> Dataset records
........
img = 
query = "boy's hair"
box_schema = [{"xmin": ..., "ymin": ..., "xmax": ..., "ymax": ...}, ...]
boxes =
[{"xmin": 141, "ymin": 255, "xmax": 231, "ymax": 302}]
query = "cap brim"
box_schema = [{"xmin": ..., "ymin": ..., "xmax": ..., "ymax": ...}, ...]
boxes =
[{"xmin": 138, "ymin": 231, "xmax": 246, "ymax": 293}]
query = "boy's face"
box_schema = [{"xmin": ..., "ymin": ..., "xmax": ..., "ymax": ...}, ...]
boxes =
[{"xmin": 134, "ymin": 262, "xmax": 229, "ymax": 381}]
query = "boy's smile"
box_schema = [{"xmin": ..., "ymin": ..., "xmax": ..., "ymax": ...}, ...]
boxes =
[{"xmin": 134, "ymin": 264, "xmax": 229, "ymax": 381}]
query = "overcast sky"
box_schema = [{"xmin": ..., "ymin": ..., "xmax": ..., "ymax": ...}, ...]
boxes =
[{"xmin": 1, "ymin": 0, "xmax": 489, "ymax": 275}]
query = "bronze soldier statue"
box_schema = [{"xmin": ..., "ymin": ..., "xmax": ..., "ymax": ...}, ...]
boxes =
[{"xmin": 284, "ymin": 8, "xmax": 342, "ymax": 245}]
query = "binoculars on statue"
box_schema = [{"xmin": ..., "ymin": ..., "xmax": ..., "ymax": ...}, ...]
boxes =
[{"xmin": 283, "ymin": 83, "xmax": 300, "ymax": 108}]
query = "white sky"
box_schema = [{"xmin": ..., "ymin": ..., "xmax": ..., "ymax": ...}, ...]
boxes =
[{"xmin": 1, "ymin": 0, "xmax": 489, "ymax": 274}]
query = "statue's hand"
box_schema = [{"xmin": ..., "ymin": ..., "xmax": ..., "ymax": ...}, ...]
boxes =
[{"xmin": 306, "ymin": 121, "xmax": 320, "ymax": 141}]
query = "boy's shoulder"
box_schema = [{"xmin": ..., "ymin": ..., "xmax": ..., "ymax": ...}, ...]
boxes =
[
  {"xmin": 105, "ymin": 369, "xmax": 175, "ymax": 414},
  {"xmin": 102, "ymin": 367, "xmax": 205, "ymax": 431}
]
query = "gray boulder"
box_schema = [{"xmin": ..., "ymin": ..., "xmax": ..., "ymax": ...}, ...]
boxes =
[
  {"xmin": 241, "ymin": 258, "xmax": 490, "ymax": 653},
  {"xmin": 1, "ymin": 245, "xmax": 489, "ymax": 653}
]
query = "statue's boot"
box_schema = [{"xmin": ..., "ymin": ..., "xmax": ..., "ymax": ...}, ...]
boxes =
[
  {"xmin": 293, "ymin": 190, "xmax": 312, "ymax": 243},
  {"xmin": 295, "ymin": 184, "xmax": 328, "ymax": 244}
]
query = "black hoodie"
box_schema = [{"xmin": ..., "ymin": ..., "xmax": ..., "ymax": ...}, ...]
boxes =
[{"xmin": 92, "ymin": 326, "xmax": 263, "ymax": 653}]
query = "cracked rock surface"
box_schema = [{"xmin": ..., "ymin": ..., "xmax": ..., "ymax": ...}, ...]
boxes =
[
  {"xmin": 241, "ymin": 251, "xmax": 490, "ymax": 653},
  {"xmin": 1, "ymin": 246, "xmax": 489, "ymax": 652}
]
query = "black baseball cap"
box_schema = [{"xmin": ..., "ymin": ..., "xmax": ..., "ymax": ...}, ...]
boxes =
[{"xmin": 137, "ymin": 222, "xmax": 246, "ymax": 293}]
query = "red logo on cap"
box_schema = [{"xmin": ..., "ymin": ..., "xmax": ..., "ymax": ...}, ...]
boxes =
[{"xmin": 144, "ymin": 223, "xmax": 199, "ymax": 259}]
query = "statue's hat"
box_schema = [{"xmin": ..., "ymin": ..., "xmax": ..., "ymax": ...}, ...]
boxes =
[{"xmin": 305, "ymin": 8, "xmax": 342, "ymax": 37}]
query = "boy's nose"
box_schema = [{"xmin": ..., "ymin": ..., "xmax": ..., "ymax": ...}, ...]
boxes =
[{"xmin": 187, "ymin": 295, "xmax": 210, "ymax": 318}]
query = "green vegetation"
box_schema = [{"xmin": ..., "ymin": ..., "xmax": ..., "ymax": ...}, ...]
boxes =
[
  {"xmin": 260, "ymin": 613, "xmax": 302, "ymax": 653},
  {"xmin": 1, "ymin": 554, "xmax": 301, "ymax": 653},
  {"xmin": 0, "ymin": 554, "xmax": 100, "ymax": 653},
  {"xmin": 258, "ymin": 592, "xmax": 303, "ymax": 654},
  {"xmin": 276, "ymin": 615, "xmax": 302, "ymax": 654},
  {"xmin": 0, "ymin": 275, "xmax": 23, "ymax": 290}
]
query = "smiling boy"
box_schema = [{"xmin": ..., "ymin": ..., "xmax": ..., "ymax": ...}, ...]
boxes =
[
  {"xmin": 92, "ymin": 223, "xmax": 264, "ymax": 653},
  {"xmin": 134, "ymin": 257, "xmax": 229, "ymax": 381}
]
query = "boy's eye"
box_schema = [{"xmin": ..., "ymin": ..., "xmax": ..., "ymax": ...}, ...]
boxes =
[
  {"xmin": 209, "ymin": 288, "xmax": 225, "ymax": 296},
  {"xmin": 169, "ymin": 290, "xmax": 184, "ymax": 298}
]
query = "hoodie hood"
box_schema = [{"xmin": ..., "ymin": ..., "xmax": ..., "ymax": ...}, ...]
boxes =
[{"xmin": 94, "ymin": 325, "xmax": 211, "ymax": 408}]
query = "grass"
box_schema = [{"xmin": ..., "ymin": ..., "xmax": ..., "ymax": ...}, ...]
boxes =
........
> Assignment
Line by line, transcribe the material exactly.

> Reply
img = 
query = "boy's hair"
box_schema = [{"xmin": ..., "ymin": ..., "xmax": ..., "ymax": ...}, ...]
boxes =
[{"xmin": 141, "ymin": 255, "xmax": 231, "ymax": 302}]
query = "cap brim"
box_schema = [{"xmin": ..., "ymin": ..., "xmax": ..., "ymax": ...}, ...]
boxes =
[{"xmin": 138, "ymin": 231, "xmax": 246, "ymax": 293}]
query = "boy's face"
box_schema = [{"xmin": ..., "ymin": ..., "xmax": ..., "ymax": ...}, ...]
boxes =
[{"xmin": 134, "ymin": 262, "xmax": 229, "ymax": 381}]
query = "boy's smile"
box_schema = [{"xmin": ..., "ymin": ..., "xmax": ..., "ymax": ...}, ...]
boxes =
[{"xmin": 134, "ymin": 264, "xmax": 229, "ymax": 381}]
query = "overcast sky"
box_schema = [{"xmin": ..., "ymin": ..., "xmax": ..., "ymax": ...}, ...]
boxes =
[{"xmin": 1, "ymin": 0, "xmax": 489, "ymax": 275}]
query = "bronze soldier statue"
box_schema = [{"xmin": ..., "ymin": ..., "xmax": ..., "ymax": ...}, ...]
boxes =
[{"xmin": 284, "ymin": 8, "xmax": 342, "ymax": 245}]
query = "binoculars on statue"
box_schema = [{"xmin": ..., "ymin": ..., "xmax": ..., "ymax": ...}, ...]
boxes =
[{"xmin": 283, "ymin": 83, "xmax": 300, "ymax": 108}]
query = "white sky"
box_schema = [{"xmin": ..., "ymin": ..., "xmax": ..., "ymax": ...}, ...]
boxes =
[{"xmin": 1, "ymin": 0, "xmax": 489, "ymax": 274}]
query = "statue's hand"
box_schema = [{"xmin": ..., "ymin": ..., "xmax": ..., "ymax": ...}, ...]
boxes =
[{"xmin": 306, "ymin": 121, "xmax": 320, "ymax": 141}]
query = "boy's shoulder"
box_schema = [{"xmin": ..., "ymin": ..., "xmax": ..., "ymax": ...}, ...]
boxes =
[
  {"xmin": 105, "ymin": 369, "xmax": 175, "ymax": 414},
  {"xmin": 102, "ymin": 367, "xmax": 205, "ymax": 431}
]
query = "gray boulder"
box_schema = [{"xmin": ..., "ymin": ..., "xmax": ..., "ymax": ...}, ...]
boxes =
[
  {"xmin": 241, "ymin": 258, "xmax": 490, "ymax": 653},
  {"xmin": 1, "ymin": 245, "xmax": 489, "ymax": 653}
]
query = "statue's boot"
box_schema = [{"xmin": ..., "ymin": ..., "xmax": ..., "ymax": ...}, ...]
boxes =
[
  {"xmin": 293, "ymin": 190, "xmax": 312, "ymax": 243},
  {"xmin": 295, "ymin": 184, "xmax": 328, "ymax": 244}
]
query = "black hoodie"
box_schema = [{"xmin": ..., "ymin": ..., "xmax": ..., "ymax": ...}, ...]
boxes =
[{"xmin": 92, "ymin": 326, "xmax": 263, "ymax": 653}]
query = "cracked rock surface"
box_schema = [{"xmin": ..., "ymin": ..., "xmax": ..., "ymax": ...}, ...]
boxes =
[
  {"xmin": 241, "ymin": 251, "xmax": 490, "ymax": 653},
  {"xmin": 1, "ymin": 246, "xmax": 489, "ymax": 652}
]
query = "black baseball cap"
box_schema = [{"xmin": ..., "ymin": ..., "xmax": ..., "ymax": ...}, ...]
boxes =
[{"xmin": 137, "ymin": 222, "xmax": 246, "ymax": 293}]
query = "red logo on cap"
box_schema = [{"xmin": ..., "ymin": ..., "xmax": ..., "ymax": ...}, ...]
boxes =
[{"xmin": 144, "ymin": 223, "xmax": 199, "ymax": 259}]
query = "statue's hat"
box_schema = [{"xmin": ..., "ymin": ..., "xmax": ..., "ymax": ...}, ...]
boxes =
[{"xmin": 305, "ymin": 8, "xmax": 342, "ymax": 37}]
query = "boy's nose"
box_schema = [{"xmin": ..., "ymin": ..., "xmax": ..., "ymax": ...}, ...]
boxes =
[{"xmin": 187, "ymin": 295, "xmax": 210, "ymax": 318}]
query = "green vegetation"
box_schema = [{"xmin": ..., "ymin": ..., "xmax": ..., "ymax": ...}, ...]
boxes =
[
  {"xmin": 260, "ymin": 613, "xmax": 302, "ymax": 653},
  {"xmin": 1, "ymin": 554, "xmax": 301, "ymax": 653},
  {"xmin": 0, "ymin": 554, "xmax": 100, "ymax": 653},
  {"xmin": 258, "ymin": 592, "xmax": 303, "ymax": 654},
  {"xmin": 276, "ymin": 615, "xmax": 302, "ymax": 654},
  {"xmin": 0, "ymin": 275, "xmax": 23, "ymax": 290}
]
query = "smiling boy"
box_schema = [{"xmin": ..., "ymin": ..., "xmax": ..., "ymax": ...}, ...]
boxes =
[
  {"xmin": 92, "ymin": 223, "xmax": 264, "ymax": 653},
  {"xmin": 134, "ymin": 257, "xmax": 229, "ymax": 381}
]
query = "boy's eye"
box_schema = [{"xmin": ..., "ymin": ..., "xmax": ..., "ymax": ...}, ...]
boxes =
[
  {"xmin": 209, "ymin": 288, "xmax": 225, "ymax": 296},
  {"xmin": 169, "ymin": 290, "xmax": 184, "ymax": 298}
]
query = "hoodie hood"
box_schema = [{"xmin": ..., "ymin": ..., "xmax": ..., "ymax": ...}, ...]
boxes =
[{"xmin": 94, "ymin": 325, "xmax": 211, "ymax": 408}]
query = "grass"
box_schema = [{"xmin": ..., "ymin": ..., "xmax": ..., "ymax": ...}, ...]
boxes =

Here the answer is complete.